### Quoted text

Substituting $k=\frac{n}{4d}$ , we get that the total number of points that we loose is at most $\frac{2n}{3}$ if $n=\Omega\left(\frac{d}{{\varepsilon}}\log\frac{1}{\beta}\right)$ , with a sufficiently large constant of proportionality.

Notice that we keep $k$ fixed throughout the recursion and $n$ may decrease. Consequently, if $n^{\prime}$ is the number of points in some recursive call in some dimension $\ell<d$ , then $n^{\prime}\geq\frac{n}{3}$ and therefore $k=\frac{n}{4d}\leq\frac{3n^{\prime}}{4d}$ which is still smaller than the centerpoint guarantee of $\frac{n^{\prime}}{\ell+1}$ .

As described, our subspace-selection procedure (with all its recursive calls) is $2d^{2}{\varepsilon}$ -differentially private. Dividing ${\varepsilon}$ by $2d^{2}$ we get that our subspace-selection procedure is ${\varepsilon}$ -differentially private, and that the total number of points we lose is much smaller than $n$ if $n=\Omega\left(\frac{d^{3}}{{\varepsilon}}\log\frac{1}{\beta}\right)$ .

Recall Section 3, where we showed that we need $n=\Omega\left(\frac{d^{4}\log dX}{{\varepsilon}}\right)$ for the ( ${\varepsilon}$ -differentially private) base case to work correctly. (Recall also that the base case is actually applied in a suitable projection of the terminal subspace onto some coordinate-frame subspace of the same dimension, and that the above lower bound on $n$ suffices for any such lower-dimensional instance too.)

The following theorem summarizes the result of this section.

Theorem 4.9.

Given $n=\Omega\left(\frac{d^{4}\log dX}{{\varepsilon}}+\frac{d^{3}\log\frac{1}{\beta}}{{\varepsilon}}\right)$ points, our algorithm (including all recursive calls and the base case) is ${\varepsilon}$ -differentially private, runs in $O\left(n^{1+(d-1)\lfloor d/2\rfloor}\right)$ time, and finds a point of depth at least $k=\frac{n}{4d}$ with probability at least $1-2d^{2}\beta$ .

Proof.

The privacy statement follows by composition, using Lemma 4.5 and the privacy properties of the exponential mechanism. The confidence bound follows since the probability of failure of the recursive call in a subspace of dimension $j$ is at most $(j+1)\beta$ . The running time of the algorithm is dominated by the running time of the exponential mechanism that we perform at the bottom (base case) of the recursion. ∎

5 An $O(n^{d})$ algorithm via volume estimation

The upper bound on the running time in Theorem 4.9 is dominated by the running time of the base case, in which we compute all the regions $D_{\geq\ell}$ explicitly, which takes $n^{O(d^{2})}$ time. To reduce this cost, we use instead a mechanism that (a) estimates the volume of $D_{k}$ to a sufficiently small relative error, and (b) samples a random point “almost” uniformly from $D_{k}$ . We show how to accomplish (a) and (b) using the volume estimation mechanisms of Lovász and Vempala [13] and later of Cousins and Vempala [7]. We also show how to use these procedures to implement approximately the exponential mechanism described in Section 3. These algorithms are Monte Carlo, so they fail with some probability, and when they fail we may lose our ${\varepsilon}$ -differential privacy guarantee. As a result, the modified algorithm will not be purely differentially private, as the one in Section 3, and we will only be able to guarantee that it is $({\varepsilon},\delta)$ -differentially private, for any prescribed $\delta>0$ . We obtain the following theorem which we prove in the rest of this section.

### Task requirements
A – List the researchers named in the differential privacy passage.
B – Reproduce the differential privacy passage between "As described, our" and "lower-dimensional instance too.)", inclusive.
C – According to the proof in the differential privacy passage, what dominates the algorithm's running time?
Use nothing but the differential privacy passage as your source.

### Extracted information
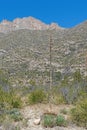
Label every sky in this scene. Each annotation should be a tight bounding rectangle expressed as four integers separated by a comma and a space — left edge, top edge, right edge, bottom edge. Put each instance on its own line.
0, 0, 87, 28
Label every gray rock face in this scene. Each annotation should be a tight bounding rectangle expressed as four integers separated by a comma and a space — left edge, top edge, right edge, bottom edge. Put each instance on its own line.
0, 17, 62, 33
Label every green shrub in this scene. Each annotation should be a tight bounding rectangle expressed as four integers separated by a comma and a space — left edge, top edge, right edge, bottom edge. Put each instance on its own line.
60, 108, 67, 115
8, 109, 23, 121
29, 90, 46, 104
56, 115, 67, 126
42, 114, 56, 127
0, 87, 22, 108
11, 96, 22, 108
71, 98, 87, 127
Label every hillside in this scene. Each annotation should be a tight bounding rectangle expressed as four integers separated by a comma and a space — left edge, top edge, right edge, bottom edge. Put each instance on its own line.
0, 17, 87, 130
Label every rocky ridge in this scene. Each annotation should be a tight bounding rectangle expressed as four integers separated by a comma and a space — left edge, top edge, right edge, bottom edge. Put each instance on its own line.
0, 17, 62, 33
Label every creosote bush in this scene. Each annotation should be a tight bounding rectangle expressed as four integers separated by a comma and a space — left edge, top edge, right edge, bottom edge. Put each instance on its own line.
42, 113, 56, 127
42, 113, 67, 128
8, 108, 23, 121
28, 90, 46, 104
71, 98, 87, 128
56, 115, 67, 126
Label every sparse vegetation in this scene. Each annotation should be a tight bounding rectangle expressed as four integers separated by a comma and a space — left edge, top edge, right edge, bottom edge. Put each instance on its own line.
71, 98, 87, 128
28, 90, 47, 104
56, 115, 67, 126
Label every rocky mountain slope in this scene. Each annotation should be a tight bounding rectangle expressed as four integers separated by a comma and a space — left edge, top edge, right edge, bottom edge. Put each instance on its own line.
0, 17, 62, 33
0, 17, 87, 88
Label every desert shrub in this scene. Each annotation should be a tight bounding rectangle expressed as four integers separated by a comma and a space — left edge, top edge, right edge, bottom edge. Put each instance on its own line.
71, 98, 87, 127
29, 90, 46, 104
11, 96, 22, 108
8, 108, 23, 121
49, 87, 65, 105
56, 115, 67, 126
42, 113, 56, 127
60, 108, 67, 115
0, 88, 22, 108
42, 113, 67, 127
52, 94, 65, 105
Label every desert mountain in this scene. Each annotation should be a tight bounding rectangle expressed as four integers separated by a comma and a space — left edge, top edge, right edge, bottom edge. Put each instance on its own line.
0, 17, 62, 33
0, 17, 87, 89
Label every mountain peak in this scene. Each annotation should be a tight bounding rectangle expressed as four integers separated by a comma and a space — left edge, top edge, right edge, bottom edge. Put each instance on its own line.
0, 16, 62, 33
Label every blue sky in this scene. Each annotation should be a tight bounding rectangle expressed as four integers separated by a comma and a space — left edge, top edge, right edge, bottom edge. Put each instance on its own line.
0, 0, 87, 28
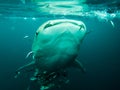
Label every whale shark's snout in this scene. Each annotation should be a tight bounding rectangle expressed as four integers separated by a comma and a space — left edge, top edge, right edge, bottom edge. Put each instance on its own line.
17, 19, 86, 90
32, 19, 86, 71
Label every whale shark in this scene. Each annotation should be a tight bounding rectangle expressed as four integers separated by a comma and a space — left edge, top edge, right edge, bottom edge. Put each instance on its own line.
16, 19, 87, 90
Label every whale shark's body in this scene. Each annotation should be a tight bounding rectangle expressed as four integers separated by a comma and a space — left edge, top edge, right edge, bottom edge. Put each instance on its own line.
17, 19, 86, 90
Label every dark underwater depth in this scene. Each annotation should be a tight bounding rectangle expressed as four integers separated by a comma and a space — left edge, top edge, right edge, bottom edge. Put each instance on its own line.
0, 0, 120, 90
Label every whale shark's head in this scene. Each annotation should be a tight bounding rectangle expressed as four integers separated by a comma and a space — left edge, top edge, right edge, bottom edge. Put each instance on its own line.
32, 19, 86, 71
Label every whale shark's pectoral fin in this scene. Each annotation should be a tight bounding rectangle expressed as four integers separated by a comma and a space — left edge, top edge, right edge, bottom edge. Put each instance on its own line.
15, 61, 35, 78
72, 59, 86, 73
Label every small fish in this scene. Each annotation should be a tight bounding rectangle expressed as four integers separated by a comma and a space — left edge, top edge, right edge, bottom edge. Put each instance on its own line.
110, 20, 115, 28
24, 35, 29, 38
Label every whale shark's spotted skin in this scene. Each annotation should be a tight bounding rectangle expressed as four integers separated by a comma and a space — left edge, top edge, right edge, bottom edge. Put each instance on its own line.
17, 19, 86, 90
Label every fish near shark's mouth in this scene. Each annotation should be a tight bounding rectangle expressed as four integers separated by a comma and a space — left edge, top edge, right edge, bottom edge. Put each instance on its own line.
43, 19, 85, 30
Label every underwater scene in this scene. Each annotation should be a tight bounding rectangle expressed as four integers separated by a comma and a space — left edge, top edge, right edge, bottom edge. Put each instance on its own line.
0, 0, 120, 90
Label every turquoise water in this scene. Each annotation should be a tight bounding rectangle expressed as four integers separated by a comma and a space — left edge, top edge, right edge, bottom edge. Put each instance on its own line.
0, 0, 120, 90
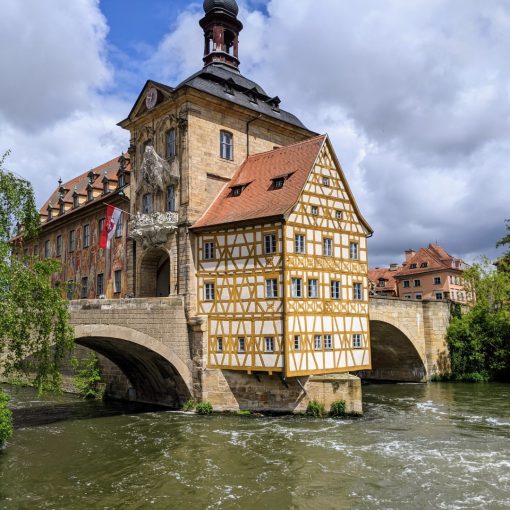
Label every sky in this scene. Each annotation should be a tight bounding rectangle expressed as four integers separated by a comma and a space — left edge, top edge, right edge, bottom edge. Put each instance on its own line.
0, 0, 510, 266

### Responses to the tasks
A – Lovász, Vempala, Cousins

B –
As described, our subspace-selection procedure (with all its recursive calls) is $2d^{2}{\varepsilon}$ -differentially private. Dividing ${\varepsilon}$ by $2d^{2}$ we get that our subspace-selection procedure is ${\varepsilon}$ -differentially private, and that the total number of points we lose is much smaller than $n$ if $n=\Omega\left(\frac{d^{3}}{{\varepsilon}}\log\frac{1}{\beta}\right)$ .

Recall Section 3, where we showed that we need $n=\Omega\left(\frac{d^{4}\log dX}{{\varepsilon}}\right)$ for the ( ${\varepsilon}$ -differentially private) base case to work correctly. (Recall also that the base case is actually applied in a suitable projection of the terminal subspace onto some coordinate-frame subspace of the same dimension, and that the above lower bound on $n$ suffices for any such lower-dimensional instance too.)

C – The running time of the exponential mechanism performed at the bottom (base case) of the recursion.